** Start **

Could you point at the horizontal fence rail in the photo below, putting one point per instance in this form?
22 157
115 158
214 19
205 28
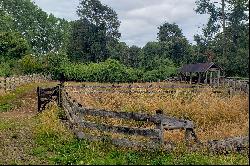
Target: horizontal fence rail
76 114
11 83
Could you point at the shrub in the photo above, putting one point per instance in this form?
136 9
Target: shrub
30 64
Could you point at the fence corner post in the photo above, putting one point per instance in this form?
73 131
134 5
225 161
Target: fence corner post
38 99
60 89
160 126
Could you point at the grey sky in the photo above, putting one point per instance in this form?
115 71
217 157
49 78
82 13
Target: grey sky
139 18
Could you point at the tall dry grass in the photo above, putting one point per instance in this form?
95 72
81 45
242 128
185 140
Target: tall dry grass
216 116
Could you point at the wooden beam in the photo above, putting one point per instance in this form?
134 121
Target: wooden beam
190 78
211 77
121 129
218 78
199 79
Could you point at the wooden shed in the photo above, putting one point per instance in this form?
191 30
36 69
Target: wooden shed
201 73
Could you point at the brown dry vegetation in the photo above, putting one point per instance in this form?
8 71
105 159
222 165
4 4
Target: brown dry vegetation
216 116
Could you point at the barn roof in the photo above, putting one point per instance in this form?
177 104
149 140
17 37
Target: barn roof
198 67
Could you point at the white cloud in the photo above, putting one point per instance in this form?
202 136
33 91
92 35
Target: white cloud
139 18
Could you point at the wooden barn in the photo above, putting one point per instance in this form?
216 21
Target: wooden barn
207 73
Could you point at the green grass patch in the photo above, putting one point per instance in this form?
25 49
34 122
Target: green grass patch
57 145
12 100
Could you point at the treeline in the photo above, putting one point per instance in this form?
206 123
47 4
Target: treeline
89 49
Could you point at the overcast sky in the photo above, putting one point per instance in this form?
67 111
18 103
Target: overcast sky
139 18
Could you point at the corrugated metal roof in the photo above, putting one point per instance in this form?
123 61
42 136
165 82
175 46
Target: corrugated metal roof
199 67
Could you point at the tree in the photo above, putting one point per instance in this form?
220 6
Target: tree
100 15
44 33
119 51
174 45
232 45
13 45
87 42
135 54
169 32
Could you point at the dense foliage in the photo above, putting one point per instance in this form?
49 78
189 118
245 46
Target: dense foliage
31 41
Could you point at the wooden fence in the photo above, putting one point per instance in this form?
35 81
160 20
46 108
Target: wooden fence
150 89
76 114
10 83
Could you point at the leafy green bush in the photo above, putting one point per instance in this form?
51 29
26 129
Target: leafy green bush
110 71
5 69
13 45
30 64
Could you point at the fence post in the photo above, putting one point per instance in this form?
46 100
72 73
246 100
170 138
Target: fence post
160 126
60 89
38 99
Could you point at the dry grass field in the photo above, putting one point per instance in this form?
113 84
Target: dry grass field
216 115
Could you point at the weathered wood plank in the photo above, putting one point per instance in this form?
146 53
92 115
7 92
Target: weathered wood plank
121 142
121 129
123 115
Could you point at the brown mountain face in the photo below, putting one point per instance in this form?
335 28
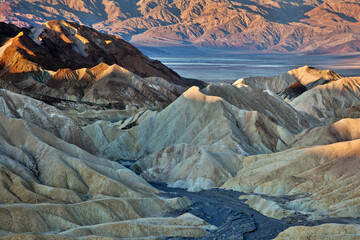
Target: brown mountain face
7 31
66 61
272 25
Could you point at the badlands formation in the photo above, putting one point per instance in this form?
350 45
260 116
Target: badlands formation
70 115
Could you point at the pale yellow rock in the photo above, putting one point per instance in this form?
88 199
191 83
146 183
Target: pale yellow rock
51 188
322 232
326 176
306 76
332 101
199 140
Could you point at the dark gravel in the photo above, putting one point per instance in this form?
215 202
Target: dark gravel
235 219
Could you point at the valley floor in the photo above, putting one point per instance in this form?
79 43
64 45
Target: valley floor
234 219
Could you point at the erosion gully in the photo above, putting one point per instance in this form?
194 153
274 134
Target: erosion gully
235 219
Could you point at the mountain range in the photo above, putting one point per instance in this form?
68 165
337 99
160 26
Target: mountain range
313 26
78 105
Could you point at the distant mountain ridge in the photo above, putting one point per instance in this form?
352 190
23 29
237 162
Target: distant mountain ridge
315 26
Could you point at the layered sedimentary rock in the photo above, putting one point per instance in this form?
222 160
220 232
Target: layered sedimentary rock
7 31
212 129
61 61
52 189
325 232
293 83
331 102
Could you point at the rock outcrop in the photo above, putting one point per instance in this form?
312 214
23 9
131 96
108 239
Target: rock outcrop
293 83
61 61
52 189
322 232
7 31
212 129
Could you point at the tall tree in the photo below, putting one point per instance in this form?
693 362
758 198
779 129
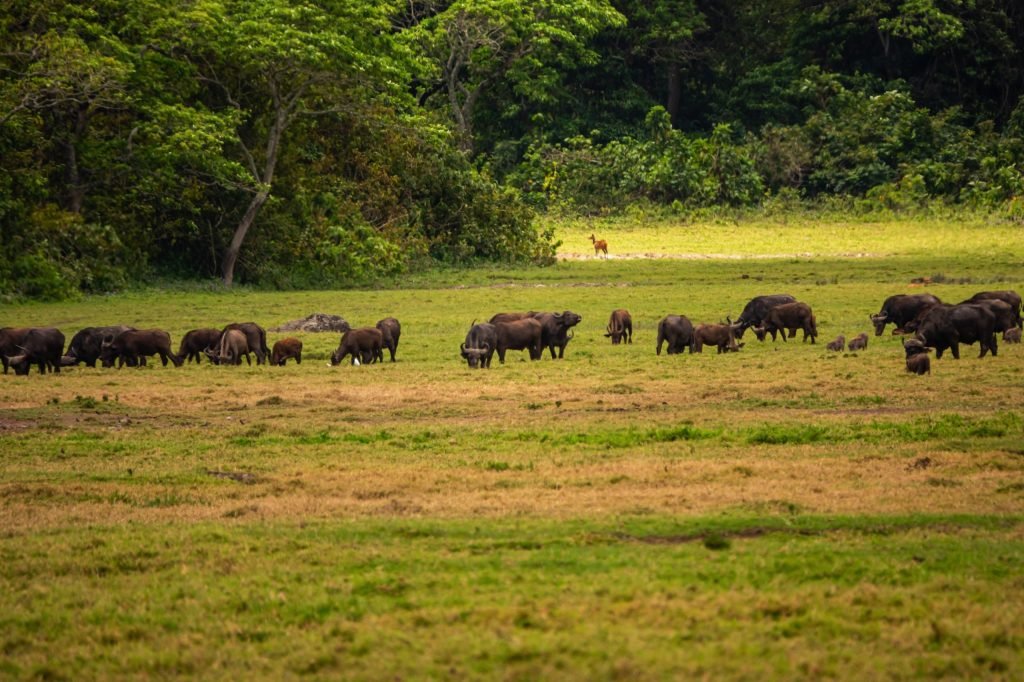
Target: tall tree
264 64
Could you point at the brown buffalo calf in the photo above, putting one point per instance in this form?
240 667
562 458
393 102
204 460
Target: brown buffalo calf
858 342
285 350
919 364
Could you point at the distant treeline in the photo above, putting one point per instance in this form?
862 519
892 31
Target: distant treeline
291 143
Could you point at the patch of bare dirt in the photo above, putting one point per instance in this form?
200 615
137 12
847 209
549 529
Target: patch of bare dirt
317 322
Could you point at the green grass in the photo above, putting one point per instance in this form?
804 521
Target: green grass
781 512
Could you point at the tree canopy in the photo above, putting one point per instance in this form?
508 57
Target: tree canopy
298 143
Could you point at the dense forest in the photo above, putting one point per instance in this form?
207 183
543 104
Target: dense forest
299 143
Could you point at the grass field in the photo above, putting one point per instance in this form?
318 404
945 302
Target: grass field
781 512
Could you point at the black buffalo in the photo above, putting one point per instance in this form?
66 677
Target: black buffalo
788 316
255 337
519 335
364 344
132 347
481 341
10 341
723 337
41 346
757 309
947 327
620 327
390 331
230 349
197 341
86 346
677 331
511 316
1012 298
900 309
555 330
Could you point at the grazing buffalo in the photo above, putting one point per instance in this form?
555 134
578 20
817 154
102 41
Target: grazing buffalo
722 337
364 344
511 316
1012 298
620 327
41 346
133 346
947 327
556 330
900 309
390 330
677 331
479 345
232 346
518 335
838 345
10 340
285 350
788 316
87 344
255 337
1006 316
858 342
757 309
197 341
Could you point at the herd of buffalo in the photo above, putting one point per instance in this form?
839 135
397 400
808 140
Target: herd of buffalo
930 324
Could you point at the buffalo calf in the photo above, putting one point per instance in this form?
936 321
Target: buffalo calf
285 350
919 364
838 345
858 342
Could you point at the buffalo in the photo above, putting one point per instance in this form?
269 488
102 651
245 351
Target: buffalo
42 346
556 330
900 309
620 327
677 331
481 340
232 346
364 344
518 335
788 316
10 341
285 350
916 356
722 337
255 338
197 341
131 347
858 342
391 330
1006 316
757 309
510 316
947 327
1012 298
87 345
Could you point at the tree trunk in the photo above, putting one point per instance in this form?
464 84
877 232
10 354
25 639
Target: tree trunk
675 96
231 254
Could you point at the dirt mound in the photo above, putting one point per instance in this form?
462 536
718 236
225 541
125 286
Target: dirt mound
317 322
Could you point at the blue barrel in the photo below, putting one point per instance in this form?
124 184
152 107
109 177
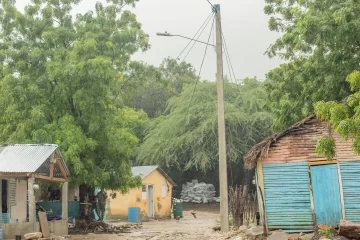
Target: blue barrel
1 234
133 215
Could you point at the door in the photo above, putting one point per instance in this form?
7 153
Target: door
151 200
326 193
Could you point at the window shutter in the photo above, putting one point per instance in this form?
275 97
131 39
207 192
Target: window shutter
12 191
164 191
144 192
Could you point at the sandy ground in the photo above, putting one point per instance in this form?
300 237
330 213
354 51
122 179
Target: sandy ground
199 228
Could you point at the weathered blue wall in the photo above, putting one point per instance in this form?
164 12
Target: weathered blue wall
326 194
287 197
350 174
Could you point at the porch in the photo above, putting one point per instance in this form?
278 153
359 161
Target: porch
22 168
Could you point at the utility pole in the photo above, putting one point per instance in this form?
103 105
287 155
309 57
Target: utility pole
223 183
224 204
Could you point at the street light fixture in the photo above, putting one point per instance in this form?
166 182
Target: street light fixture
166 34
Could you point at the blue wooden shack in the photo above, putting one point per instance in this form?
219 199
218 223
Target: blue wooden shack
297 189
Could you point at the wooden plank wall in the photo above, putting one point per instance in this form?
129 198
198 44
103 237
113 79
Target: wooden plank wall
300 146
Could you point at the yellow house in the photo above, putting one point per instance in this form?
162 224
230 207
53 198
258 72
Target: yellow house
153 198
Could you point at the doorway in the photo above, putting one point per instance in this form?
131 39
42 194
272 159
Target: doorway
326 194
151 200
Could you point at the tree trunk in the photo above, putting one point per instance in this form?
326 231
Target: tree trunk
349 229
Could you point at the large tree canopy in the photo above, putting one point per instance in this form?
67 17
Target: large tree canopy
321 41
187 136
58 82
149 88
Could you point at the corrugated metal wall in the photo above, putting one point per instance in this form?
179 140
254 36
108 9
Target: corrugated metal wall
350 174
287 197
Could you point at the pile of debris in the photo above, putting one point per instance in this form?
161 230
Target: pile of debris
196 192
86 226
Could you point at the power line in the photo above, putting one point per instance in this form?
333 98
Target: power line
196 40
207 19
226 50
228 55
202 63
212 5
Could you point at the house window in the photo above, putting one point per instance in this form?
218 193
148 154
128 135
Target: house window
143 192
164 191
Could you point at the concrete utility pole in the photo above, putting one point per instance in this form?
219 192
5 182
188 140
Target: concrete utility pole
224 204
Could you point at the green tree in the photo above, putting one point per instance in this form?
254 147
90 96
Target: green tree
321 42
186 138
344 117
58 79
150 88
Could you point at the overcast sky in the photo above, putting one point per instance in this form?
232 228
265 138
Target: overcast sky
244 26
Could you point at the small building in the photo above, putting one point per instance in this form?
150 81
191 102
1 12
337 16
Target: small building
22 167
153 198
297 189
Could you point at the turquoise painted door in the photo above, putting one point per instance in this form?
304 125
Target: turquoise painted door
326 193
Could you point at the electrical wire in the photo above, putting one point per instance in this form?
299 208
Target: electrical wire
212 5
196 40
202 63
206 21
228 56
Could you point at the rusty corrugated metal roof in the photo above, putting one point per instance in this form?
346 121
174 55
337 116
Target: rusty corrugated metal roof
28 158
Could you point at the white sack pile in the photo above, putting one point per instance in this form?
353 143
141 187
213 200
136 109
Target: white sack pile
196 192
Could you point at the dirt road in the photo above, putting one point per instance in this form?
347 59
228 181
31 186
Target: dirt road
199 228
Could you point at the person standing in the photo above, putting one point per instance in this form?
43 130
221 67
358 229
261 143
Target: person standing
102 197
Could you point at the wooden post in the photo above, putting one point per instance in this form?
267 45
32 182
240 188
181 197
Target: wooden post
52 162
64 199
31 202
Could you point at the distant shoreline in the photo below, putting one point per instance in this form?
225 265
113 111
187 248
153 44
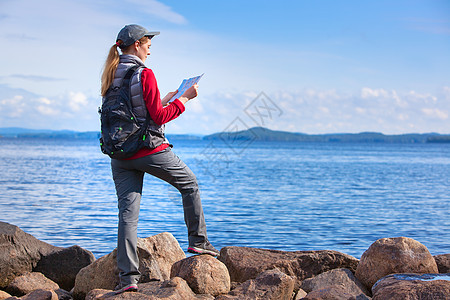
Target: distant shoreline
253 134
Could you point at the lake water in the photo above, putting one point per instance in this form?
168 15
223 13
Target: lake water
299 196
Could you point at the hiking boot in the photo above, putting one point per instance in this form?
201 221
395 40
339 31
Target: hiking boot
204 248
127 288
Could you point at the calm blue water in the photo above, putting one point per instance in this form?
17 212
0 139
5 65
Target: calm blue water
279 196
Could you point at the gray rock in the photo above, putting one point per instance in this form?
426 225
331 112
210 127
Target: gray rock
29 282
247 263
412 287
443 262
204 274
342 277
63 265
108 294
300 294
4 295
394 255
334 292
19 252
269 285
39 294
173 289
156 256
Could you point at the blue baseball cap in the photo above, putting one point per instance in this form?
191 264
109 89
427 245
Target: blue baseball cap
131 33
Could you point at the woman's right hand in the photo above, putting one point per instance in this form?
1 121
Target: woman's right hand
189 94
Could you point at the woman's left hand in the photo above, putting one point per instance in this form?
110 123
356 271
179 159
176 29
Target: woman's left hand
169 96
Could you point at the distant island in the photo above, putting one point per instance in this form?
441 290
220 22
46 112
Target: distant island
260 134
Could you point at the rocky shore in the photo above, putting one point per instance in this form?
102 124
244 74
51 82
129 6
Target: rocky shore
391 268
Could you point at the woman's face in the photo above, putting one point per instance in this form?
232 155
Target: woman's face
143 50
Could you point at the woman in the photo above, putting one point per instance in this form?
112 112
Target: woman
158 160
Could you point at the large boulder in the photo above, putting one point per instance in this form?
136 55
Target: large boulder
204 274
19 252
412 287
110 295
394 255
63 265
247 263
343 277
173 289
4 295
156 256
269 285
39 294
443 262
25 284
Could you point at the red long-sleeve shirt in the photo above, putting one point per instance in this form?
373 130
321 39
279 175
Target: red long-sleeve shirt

** End **

* **Direction**: Give back exactly the lines that run from the line with "Could you point at the woman's right" through the close of the material, counting both ends, and nothing more.

* **Solution to this problem**:
Could you point at the woman's right hand in the photo above, putting one point per instance in this form?
1 121
Target: woman's right hand
189 94
Could you point at the woman's left hand in the photo above, putting one point per instance in this form?
110 123
356 271
179 159
176 29
Target: woman's left hand
169 96
Could you point at the distant island in the photo above, putting one point per instance in this form?
441 290
220 22
46 112
Target: distant island
260 134
Could you point at the rocky shore in the photo above, putting one point per instance in this form?
102 124
244 74
51 82
129 6
Target: rocky shore
391 268
Could you point at the woman's face in the photo above, putting one point per instance in this form?
232 155
Target: woman's face
143 50
Could you point at the woman in the photo above, putting one point per instance in this form?
112 112
Target: woman
158 160
Could you point at the large boulder in the photo above, putting one point per instance in this form?
136 55
Target: large boulder
204 274
19 252
412 287
110 295
394 255
63 265
247 263
343 277
173 289
4 295
156 256
269 285
39 294
443 262
25 284
Could you point at the red long-sleeve shirt in the photo above, putting one point per instance in this form?
373 130
321 39
279 175
Target: red long-sleeve shirt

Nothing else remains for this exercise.